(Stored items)

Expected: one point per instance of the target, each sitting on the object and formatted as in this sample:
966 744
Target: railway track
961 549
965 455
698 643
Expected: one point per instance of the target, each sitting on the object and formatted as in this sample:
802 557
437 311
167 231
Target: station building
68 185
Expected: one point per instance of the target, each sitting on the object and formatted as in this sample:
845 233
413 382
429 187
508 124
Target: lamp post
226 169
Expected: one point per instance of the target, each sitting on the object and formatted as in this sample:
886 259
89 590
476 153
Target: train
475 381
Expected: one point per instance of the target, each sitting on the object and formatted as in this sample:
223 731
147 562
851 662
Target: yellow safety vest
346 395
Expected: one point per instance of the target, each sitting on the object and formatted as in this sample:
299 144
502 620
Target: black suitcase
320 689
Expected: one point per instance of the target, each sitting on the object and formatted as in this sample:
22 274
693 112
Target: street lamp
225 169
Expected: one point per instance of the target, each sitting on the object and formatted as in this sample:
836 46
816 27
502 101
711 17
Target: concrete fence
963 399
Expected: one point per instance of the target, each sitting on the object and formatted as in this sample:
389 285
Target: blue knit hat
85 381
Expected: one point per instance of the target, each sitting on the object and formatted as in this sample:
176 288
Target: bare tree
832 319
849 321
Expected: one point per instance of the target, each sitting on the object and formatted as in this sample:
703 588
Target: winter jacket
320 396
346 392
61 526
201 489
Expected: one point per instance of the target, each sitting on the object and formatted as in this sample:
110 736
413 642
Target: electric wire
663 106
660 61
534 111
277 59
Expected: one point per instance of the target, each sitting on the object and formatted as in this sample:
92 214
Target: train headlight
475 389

WHAT IS EXPECTED:
Copy out every line of the data above, exactly as given.

YOUR SOLUTION:
Expected: one point per instance of the target, each sitting on the object and formatted as in this sample:
966 744
Target: railway track
961 549
965 455
698 643
Expected: one point per instance of the target, each sitting on the object and formatted as in this sample:
802 557
437 311
167 231
Target: station building
68 185
Expected: one point per instance of the target, each sitting on the object and formatted as in this sample:
845 233
413 382
429 187
508 124
Target: lamp post
226 169
Expected: one point per instance of the target, each sitting on the object and formatted as in this sample:
886 259
89 590
476 153
Target: train
475 381
Expected: one point per instance of the target, each sitting on the object and formatted as in this sample:
223 731
147 562
851 662
Target: yellow safety vest
346 395
Expected: one point per instance of the target, each sitting on the object and formatted as in this sample:
299 144
502 620
Target: black suitcase
320 689
Expected: one point per instance of the target, each sitting on the object and formatted as in this sample:
22 274
693 112
Target: street lamp
225 169
Expected: one point per instance of the target, each sitting on the object and formatted as in this sample:
836 46
816 27
502 101
711 17
Target: concrete fence
963 399
Expected: one point per instance of the target, each sitting on the object and formatted as in this sample:
389 285
Target: blue knit hat
85 381
Expected: one point per instance of the target, each sitting on the object and formatted as in this sample:
176 288
Target: bare tree
832 319
849 321
Expected: one point per instance of the target, each sitting on the object and formatted as in this sample:
703 588
Target: winter jacket
320 396
346 392
61 526
201 489
Expected: one point per instance of the target, each sitting on the object and formatted as in this sample:
110 736
413 642
Target: electric wire
663 106
660 61
534 111
277 59
Expected: one point per instance of the target, each sitting on the object and formatted as in this sample:
92 214
Target: train headlight
475 389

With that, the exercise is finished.